WHAT IS REQUIRED
Match on the string "ceiling" in the entries below and return every matching line.

[Stored items]
####################

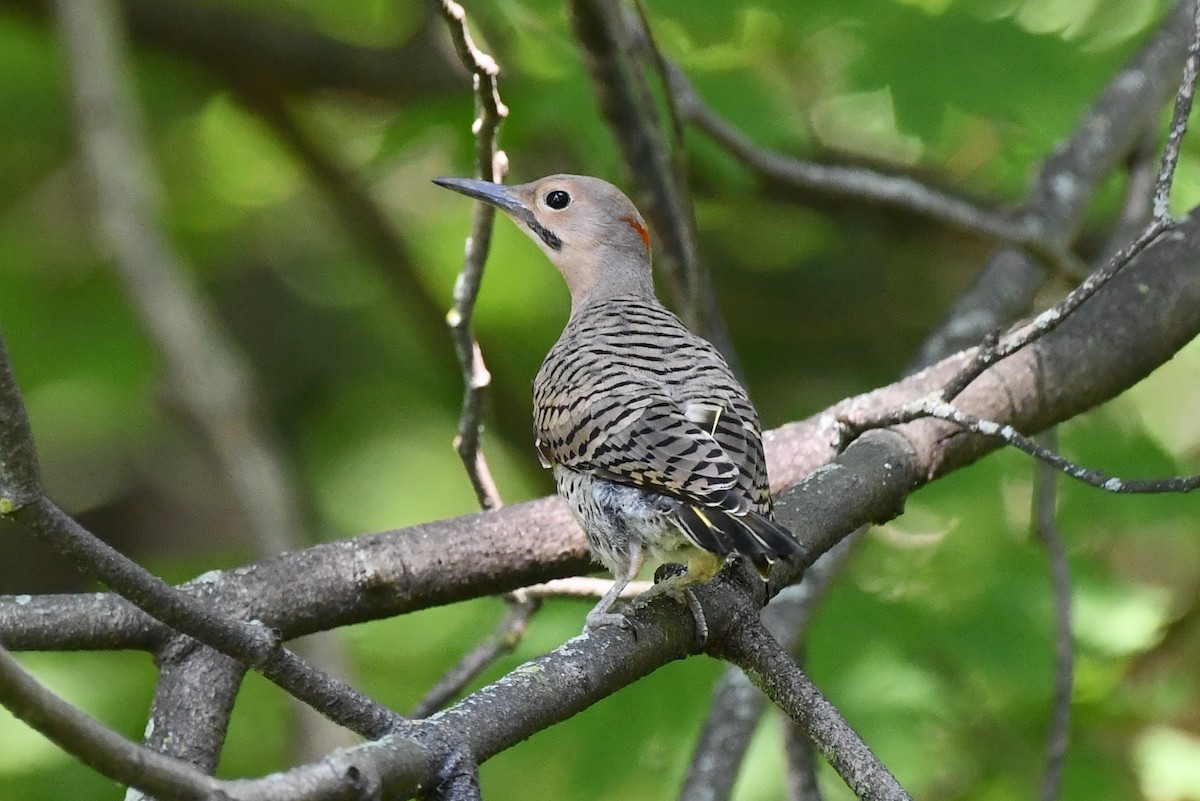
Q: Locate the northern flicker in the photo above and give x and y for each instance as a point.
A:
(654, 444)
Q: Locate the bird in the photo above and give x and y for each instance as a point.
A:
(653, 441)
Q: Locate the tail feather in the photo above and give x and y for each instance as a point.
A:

####################

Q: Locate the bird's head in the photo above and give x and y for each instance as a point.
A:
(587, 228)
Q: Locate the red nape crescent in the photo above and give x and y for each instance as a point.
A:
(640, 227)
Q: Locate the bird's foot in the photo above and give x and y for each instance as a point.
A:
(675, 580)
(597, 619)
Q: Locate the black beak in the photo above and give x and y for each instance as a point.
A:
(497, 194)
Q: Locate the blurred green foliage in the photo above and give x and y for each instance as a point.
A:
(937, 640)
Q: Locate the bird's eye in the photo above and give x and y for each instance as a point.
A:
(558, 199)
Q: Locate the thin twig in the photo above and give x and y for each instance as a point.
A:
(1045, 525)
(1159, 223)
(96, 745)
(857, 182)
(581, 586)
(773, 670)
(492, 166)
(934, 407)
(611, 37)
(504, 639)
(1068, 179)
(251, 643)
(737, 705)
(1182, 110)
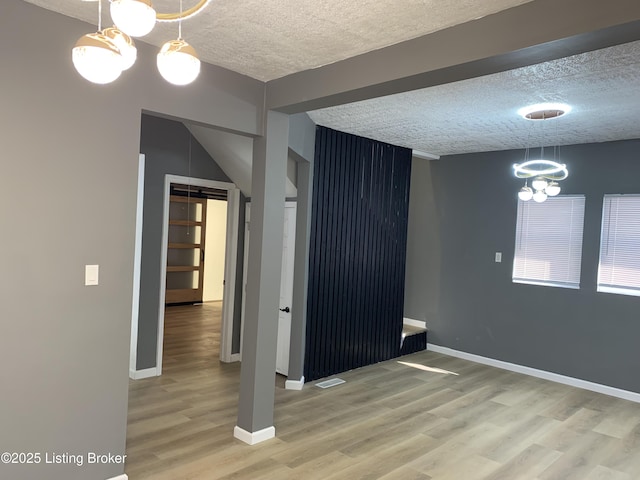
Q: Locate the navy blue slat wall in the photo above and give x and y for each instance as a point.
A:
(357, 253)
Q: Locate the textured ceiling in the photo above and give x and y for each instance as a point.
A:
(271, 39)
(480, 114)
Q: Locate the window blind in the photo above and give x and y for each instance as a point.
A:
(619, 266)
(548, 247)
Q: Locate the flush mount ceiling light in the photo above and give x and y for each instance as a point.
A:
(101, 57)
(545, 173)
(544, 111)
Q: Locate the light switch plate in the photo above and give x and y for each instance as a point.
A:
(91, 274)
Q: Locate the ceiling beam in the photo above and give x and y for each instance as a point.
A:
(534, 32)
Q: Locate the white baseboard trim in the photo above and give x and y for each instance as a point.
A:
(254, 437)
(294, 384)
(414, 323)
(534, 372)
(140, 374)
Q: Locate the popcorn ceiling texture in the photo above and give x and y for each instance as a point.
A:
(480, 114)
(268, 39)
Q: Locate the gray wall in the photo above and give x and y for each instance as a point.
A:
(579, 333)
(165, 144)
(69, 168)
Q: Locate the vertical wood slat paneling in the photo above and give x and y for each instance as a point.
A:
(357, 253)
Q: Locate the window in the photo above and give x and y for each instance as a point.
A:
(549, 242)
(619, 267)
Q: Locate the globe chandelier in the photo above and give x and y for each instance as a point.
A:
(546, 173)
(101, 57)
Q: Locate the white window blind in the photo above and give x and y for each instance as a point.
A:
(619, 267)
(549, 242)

####################

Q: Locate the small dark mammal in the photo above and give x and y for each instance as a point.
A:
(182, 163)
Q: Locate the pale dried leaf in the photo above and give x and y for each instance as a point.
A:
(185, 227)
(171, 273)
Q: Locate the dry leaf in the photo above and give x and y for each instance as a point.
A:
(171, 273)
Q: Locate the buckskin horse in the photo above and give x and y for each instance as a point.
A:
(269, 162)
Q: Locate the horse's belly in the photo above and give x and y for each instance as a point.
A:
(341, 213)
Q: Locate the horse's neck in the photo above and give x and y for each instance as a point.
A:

####################

EXPECTED ANSWER
Q: Locate the textured ceiling in the photo above and give x and y for each instance as a point.
Q: Locate the flush mount ceiling light in the photo above and give x and y for each instance as a point.
Q: Locate the ceiling beam in the photo above and give x and y for each instance as a point.
Q: Locate the popcorn ceiling texture in the photo above and give x and y for each instance as a point.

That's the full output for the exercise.